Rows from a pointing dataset
:::::
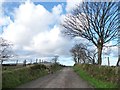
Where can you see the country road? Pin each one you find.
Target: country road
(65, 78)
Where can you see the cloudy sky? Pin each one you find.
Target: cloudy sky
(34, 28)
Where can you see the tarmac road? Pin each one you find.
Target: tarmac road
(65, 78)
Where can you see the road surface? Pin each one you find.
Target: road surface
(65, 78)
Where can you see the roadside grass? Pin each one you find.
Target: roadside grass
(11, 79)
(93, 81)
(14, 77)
:::::
REQUIREMENT
Copy the listing above word for word, keeping every line except the picture placeholders.

RESPONSE
Where can you see the country road? Pin each one you find.
Target: country road
(65, 78)
Where can you see the cloudy sky? Pin each one you find.
Target: cloudy sky
(34, 28)
Where can you see the tarmac road? Pin each one you find.
Target: tarmac road
(65, 78)
Where can you see the road surface? Pin each one you find.
Target: road surface
(65, 78)
Where can you see the roadside grass? Pin each one you find.
Target: roadside grass
(11, 79)
(93, 81)
(14, 77)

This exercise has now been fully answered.